§ **Your task**: Count the lines in the material below that contain the string "spire". Reply with the number alone.

§ **Material supplied**:
+===+

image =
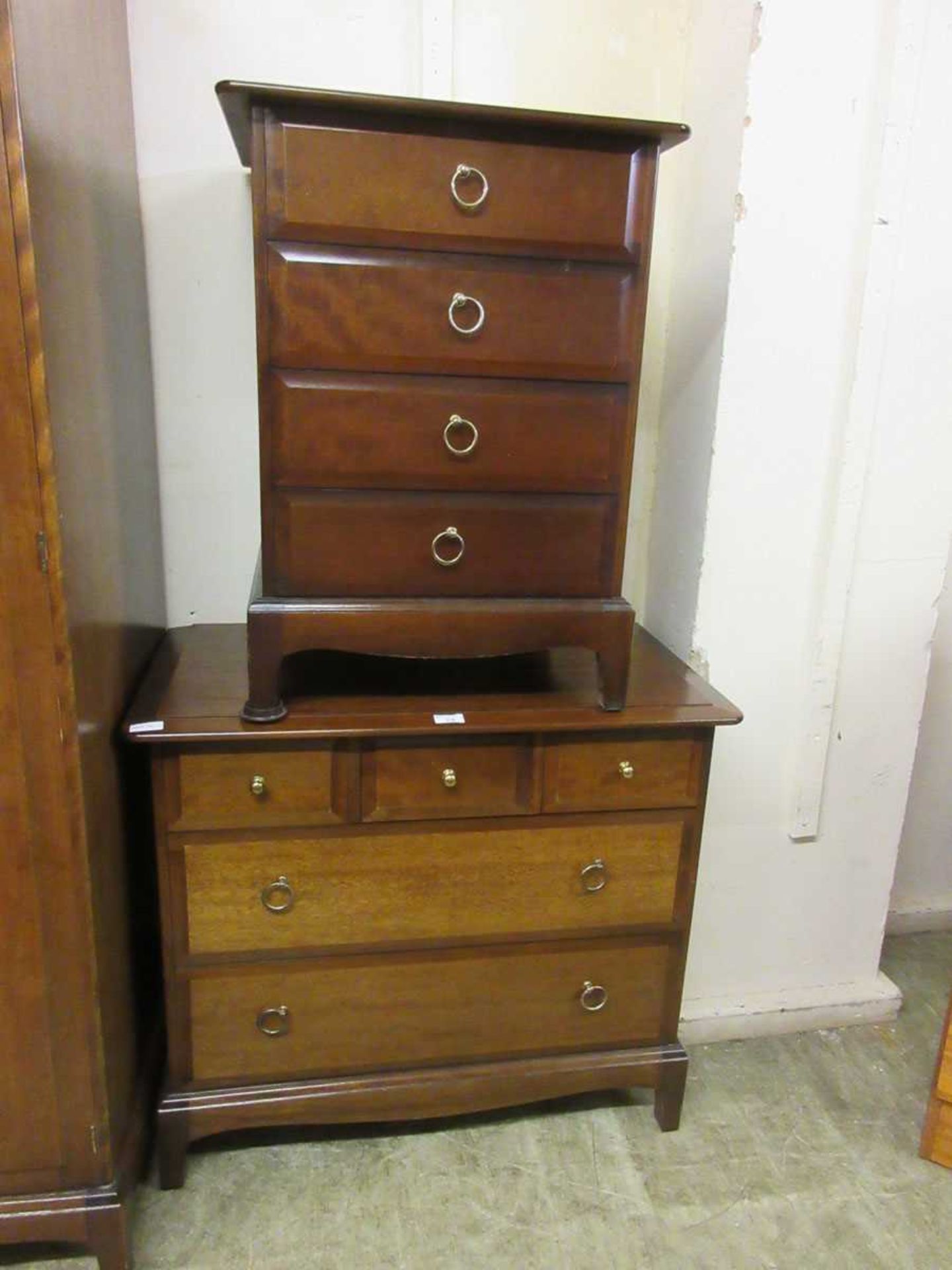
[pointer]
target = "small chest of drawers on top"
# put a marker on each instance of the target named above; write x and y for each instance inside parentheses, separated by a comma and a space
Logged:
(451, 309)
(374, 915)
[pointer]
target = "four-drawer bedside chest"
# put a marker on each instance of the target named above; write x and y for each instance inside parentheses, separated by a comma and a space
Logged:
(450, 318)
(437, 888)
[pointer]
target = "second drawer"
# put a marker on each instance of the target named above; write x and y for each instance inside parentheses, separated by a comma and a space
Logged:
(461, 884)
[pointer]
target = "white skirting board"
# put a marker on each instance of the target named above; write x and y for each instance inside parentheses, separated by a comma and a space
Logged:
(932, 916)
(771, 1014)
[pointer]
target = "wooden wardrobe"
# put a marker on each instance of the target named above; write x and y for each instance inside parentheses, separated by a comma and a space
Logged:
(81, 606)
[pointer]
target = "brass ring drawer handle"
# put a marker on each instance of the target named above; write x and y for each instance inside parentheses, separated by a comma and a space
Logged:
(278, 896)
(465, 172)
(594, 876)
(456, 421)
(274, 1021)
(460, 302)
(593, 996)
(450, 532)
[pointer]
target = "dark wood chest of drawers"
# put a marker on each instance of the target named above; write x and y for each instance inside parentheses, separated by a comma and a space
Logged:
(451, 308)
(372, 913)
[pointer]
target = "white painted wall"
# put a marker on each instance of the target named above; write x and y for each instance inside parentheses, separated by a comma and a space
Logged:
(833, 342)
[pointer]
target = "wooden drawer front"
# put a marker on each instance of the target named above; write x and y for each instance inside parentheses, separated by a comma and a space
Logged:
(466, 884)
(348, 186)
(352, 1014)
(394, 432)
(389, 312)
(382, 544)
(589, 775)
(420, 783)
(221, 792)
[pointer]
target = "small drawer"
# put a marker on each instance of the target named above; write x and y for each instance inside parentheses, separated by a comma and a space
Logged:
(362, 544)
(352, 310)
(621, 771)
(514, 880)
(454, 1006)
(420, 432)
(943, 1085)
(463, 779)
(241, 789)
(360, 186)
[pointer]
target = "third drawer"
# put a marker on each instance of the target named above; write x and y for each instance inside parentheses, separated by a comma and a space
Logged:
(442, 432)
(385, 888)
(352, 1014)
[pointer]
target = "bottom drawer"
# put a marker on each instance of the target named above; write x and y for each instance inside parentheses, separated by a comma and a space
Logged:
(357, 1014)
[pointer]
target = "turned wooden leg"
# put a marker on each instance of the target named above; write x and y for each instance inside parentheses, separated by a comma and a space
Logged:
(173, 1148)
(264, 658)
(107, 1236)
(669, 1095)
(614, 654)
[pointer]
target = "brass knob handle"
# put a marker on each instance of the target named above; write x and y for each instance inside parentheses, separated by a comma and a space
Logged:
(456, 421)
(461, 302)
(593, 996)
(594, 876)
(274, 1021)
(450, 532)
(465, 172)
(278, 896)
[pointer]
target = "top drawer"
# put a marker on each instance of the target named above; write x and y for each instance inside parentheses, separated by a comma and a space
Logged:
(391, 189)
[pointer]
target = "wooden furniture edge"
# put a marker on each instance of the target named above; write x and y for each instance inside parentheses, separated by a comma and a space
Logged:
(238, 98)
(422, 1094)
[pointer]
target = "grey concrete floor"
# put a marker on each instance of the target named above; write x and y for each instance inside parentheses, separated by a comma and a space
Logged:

+===+

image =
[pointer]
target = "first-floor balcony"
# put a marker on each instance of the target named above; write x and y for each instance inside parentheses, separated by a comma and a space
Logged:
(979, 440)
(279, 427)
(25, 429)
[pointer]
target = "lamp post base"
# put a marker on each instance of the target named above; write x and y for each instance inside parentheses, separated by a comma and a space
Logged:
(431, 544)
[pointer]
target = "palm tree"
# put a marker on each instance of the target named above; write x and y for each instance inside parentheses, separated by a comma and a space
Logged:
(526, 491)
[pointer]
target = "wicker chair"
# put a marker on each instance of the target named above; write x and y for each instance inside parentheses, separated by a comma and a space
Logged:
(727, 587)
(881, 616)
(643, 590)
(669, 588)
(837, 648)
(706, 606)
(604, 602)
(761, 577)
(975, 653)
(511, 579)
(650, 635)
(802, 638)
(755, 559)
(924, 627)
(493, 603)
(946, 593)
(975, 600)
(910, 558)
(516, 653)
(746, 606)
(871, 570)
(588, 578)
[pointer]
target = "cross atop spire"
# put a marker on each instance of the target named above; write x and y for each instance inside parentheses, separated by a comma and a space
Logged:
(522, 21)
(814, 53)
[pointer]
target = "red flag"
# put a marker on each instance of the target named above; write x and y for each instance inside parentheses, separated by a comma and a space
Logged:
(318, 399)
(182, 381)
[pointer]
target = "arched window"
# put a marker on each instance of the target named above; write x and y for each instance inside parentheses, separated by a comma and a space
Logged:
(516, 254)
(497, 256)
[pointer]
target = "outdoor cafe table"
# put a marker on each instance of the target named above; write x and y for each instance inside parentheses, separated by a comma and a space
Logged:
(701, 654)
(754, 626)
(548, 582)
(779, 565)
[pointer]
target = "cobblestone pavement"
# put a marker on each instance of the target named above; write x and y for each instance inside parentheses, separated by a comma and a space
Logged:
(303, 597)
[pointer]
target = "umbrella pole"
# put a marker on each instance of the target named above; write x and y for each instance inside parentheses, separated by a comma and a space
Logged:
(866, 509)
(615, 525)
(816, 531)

+===+

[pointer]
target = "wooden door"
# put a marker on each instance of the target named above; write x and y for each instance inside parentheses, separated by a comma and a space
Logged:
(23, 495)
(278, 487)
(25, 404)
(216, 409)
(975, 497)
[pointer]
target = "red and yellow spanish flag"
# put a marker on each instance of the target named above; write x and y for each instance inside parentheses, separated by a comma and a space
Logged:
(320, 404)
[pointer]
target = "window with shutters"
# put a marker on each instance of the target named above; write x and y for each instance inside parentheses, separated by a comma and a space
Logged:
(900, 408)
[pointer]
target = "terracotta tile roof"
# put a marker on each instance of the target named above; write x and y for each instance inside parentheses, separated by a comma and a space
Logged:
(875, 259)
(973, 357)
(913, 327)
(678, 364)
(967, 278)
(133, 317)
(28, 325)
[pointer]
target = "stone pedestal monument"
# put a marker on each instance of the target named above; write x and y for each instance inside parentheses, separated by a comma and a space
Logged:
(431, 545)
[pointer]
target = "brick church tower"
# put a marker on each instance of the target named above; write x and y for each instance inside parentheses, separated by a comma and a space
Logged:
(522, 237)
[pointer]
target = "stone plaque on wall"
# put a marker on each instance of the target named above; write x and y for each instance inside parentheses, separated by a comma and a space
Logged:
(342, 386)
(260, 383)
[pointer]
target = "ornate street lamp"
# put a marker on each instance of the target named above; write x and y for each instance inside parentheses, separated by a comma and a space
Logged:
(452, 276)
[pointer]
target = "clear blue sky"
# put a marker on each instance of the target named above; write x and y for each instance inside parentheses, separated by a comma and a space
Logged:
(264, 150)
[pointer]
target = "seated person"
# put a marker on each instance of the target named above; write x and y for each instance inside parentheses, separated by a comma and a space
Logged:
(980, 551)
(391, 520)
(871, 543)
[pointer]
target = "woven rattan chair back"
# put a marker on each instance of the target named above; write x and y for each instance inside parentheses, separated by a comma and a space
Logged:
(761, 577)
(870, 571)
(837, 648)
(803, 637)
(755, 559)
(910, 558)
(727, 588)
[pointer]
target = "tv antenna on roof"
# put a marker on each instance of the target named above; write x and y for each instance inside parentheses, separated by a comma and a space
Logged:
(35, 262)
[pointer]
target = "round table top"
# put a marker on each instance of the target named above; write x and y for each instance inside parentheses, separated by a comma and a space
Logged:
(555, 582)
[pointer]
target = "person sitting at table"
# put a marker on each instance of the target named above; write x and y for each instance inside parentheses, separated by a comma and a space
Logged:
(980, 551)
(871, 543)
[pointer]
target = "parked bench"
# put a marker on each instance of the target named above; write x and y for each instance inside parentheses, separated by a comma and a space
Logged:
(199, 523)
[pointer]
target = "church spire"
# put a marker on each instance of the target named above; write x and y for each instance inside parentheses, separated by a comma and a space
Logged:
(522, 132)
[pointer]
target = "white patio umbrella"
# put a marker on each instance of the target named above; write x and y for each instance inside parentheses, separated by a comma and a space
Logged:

+===+

§ **The reply**: 2